課題データ:
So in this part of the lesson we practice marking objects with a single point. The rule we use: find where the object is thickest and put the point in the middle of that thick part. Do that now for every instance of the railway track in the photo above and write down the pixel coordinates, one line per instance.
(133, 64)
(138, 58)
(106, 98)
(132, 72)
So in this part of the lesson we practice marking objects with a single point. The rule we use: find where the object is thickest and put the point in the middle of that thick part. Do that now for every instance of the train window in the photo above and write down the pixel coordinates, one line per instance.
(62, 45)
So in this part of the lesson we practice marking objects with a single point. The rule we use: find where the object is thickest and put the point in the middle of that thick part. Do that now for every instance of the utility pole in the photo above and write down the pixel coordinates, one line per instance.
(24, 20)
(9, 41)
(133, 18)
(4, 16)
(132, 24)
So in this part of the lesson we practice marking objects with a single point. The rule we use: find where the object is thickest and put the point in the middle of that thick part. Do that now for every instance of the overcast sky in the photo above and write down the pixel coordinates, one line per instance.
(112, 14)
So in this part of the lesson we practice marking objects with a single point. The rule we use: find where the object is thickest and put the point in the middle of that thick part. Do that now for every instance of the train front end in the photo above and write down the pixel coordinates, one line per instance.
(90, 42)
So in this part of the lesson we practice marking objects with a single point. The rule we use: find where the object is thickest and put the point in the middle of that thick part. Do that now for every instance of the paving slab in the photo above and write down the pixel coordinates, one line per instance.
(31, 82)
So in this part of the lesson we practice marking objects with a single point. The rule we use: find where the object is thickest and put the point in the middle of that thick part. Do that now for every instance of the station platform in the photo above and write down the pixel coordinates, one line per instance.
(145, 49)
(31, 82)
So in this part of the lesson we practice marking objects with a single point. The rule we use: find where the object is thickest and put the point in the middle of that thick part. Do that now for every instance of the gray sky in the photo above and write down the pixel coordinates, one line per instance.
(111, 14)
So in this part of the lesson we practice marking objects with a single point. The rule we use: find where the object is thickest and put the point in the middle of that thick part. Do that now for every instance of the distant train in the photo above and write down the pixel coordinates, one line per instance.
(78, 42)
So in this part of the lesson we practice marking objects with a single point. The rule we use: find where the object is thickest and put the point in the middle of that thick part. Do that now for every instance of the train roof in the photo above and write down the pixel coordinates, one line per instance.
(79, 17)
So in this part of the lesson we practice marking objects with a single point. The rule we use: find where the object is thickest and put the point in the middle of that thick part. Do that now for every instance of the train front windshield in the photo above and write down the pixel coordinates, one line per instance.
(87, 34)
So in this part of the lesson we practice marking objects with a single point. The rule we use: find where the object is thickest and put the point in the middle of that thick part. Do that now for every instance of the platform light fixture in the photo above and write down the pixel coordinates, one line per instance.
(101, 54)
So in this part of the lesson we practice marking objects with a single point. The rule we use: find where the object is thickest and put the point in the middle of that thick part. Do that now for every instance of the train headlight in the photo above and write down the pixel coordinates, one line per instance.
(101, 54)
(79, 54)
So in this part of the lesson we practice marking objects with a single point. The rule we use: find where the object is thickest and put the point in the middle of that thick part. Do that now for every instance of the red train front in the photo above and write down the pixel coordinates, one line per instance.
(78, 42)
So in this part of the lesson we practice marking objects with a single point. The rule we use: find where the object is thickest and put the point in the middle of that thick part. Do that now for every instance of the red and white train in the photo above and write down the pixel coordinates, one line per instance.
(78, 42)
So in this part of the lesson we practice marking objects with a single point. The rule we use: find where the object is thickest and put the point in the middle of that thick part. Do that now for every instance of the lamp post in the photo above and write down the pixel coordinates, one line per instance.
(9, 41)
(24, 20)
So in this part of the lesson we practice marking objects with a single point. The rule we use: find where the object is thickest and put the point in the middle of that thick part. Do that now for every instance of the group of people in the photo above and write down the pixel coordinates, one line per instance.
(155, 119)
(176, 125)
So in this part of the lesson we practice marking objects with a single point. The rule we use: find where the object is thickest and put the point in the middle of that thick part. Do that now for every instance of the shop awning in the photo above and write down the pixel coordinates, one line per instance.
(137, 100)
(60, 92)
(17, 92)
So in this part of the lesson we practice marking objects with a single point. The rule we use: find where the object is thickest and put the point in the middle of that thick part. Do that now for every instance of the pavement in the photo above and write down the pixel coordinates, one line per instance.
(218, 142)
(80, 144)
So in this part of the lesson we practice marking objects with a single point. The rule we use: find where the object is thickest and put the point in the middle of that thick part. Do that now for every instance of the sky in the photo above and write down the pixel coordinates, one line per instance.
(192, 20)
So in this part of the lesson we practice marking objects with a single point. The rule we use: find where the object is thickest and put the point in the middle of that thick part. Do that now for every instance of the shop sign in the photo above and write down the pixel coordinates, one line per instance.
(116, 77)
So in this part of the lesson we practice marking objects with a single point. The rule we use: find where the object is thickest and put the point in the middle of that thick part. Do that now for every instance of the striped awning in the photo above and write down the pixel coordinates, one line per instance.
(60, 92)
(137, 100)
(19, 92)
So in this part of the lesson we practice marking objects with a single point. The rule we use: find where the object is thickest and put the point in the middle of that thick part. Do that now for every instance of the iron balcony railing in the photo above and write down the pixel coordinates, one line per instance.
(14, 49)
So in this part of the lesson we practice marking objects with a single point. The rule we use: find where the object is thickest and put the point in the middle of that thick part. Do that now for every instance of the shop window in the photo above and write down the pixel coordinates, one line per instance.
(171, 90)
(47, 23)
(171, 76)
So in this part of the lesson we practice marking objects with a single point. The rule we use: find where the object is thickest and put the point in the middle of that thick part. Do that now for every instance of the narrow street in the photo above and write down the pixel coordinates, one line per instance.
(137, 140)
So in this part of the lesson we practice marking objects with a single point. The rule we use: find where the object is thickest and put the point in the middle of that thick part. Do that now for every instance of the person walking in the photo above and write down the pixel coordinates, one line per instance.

課題の指示: 上の行をすべて、「thickest」を「widest」に入れ替えて書き直してください。それ以外は一切変えないでください。

課題の解答:
So in this part of the lesson we practice marking objects with a single point. The rule we use: find where the object is widest and put the point in the middle of that thick part. Do that now for every instance of the railway track in the photo above and write down the pixel coordinates, one line per instance.
(133, 64)
(138, 58)
(106, 98)
(132, 72)
So in this part of the lesson we practice marking objects with a single point. The rule we use: find where the object is widest and put the point in the middle of that thick part. Do that now for every instance of the train window in the photo above and write down the pixel coordinates, one line per instance.
(62, 45)
So in this part of the lesson we practice marking objects with a single point. The rule we use: find where the object is widest and put the point in the middle of that thick part. Do that now for every instance of the utility pole in the photo above and write down the pixel coordinates, one line per instance.
(24, 20)
(9, 41)
(133, 18)
(4, 16)
(132, 24)
So in this part of the lesson we practice marking objects with a single point. The rule we use: find where the object is widest and put the point in the middle of that thick part. Do that now for every instance of the overcast sky in the photo above and write down the pixel coordinates, one line per instance.
(112, 14)
So in this part of the lesson we practice marking objects with a single point. The rule we use: find where the object is widest and put the point in the middle of that thick part. Do that now for every instance of the train front end in the photo above and write down the pixel coordinates, one line per instance.
(90, 42)
So in this part of the lesson we practice marking objects with a single point. The rule we use: find where the object is widest and put the point in the middle of that thick part. Do that now for every instance of the paving slab in the photo above and write down the pixel coordinates, one line per instance.
(31, 82)
So in this part of the lesson we practice marking objects with a single point. The rule we use: find where the object is widest and put the point in the middle of that thick part. Do that now for every instance of the station platform in the photo above and write down the pixel coordinates, one line per instance.
(145, 49)
(31, 82)
So in this part of the lesson we practice marking objects with a single point. The rule we use: find where the object is widest and put the point in the middle of that thick part. Do that now for every instance of the gray sky in the photo above and write down the pixel coordinates, one line per instance.
(111, 14)
So in this part of the lesson we practice marking objects with a single point. The rule we use: find where the object is widest and put the point in the middle of that thick part. Do that now for every instance of the distant train in the photo above and write down the pixel coordinates, one line per instance.
(78, 42)
So in this part of the lesson we practice marking objects with a single point. The rule we use: find where the object is widest and put the point in the middle of that thick part. Do that now for every instance of the train roof in the photo above and write down the pixel coordinates, one line per instance.
(79, 17)
So in this part of the lesson we practice marking objects with a single point. The rule we use: find where the object is widest and put the point in the middle of that thick part. Do that now for every instance of the train front windshield in the photo above and write down the pixel coordinates, one line per instance.
(87, 34)
So in this part of the lesson we practice marking objects with a single point. The rule we use: find where the object is widest and put the point in the middle of that thick part. Do that now for every instance of the platform light fixture in the photo above and write down the pixel coordinates, one line per instance.
(101, 54)
So in this part of the lesson we practice marking objects with a single point. The rule we use: find where the object is widest and put the point in the middle of that thick part. Do that now for every instance of the train headlight in the photo above and write down the pixel coordinates, one line per instance.
(101, 54)
(79, 54)
So in this part of the lesson we practice marking objects with a single point. The rule we use: find where the object is widest and put the point in the middle of that thick part. Do that now for every instance of the red train front in the photo above and write down the pixel coordinates, one line per instance.
(78, 42)
So in this part of the lesson we practice marking objects with a single point. The rule we use: find where the object is widest and put the point in the middle of that thick part. Do that now for every instance of the red and white train in the photo above and write down the pixel coordinates, one line per instance.
(78, 42)
So in this part of the lesson we practice marking objects with a single point. The rule we use: find where the object is widest and put the point in the middle of that thick part. Do that now for every instance of the lamp post in the photo above and write down the pixel coordinates, one line per instance.
(9, 41)
(24, 20)
So in this part of the lesson we practice marking objects with a single point. The rule we use: find where the object is widest and put the point in the middle of that thick part. Do that now for every instance of the group of people in the photo above and write down the pixel coordinates, one line per instance.
(155, 119)
(176, 125)
So in this part of the lesson we practice marking objects with a single point. The rule we use: find where the object is widest and put the point in the middle of that thick part. Do that now for every instance of the shop awning in the photo above and write down the pixel coordinates, one line per instance.
(137, 100)
(60, 92)
(17, 92)
So in this part of the lesson we practice marking objects with a single point. The rule we use: find where the object is widest and put the point in the middle of that thick part. Do that now for every instance of the pavement in the photo above and write down the pixel coordinates, one line per instance.
(218, 142)
(80, 144)
So in this part of the lesson we practice marking objects with a single point. The rule we use: find where the object is widest and put the point in the middle of that thick part. Do that now for every instance of the sky in the photo above and write down the pixel coordinates, one line per instance.
(192, 20)
So in this part of the lesson we practice marking objects with a single point. The rule we use: find where the object is widest and put the point in the middle of that thick part. Do that now for every instance of the shop sign in the photo above and write down the pixel coordinates, one line per instance.
(116, 77)
So in this part of the lesson we practice marking objects with a single point. The rule we use: find where the object is widest and put the point in the middle of that thick part. Do that now for every instance of the striped awning in the photo above and write down the pixel coordinates, one line per instance.
(60, 92)
(137, 100)
(19, 92)
So in this part of the lesson we practice marking objects with a single point. The rule we use: find where the object is widest and put the point in the middle of that thick part. Do that now for every instance of the iron balcony railing in the photo above and write down the pixel coordinates, one line per instance.
(14, 49)
So in this part of the lesson we practice marking objects with a single point. The rule we use: find where the object is widest and put the point in the middle of that thick part. Do that now for every instance of the shop window in the photo above and write down the pixel coordinates, one line per instance.
(171, 90)
(47, 23)
(171, 76)
So in this part of the lesson we practice marking objects with a single point. The rule we use: find where the object is widest and put the point in the middle of that thick part. Do that now for every instance of the narrow street in the photo above and write down the pixel coordinates, one line per instance.
(137, 140)
So in this part of the lesson we practice marking objects with a single point. The rule we use: find where the object is widest and put the point in the middle of that thick part. Do that now for every instance of the person walking in the photo above and write down the pixel coordinates, one line per instance.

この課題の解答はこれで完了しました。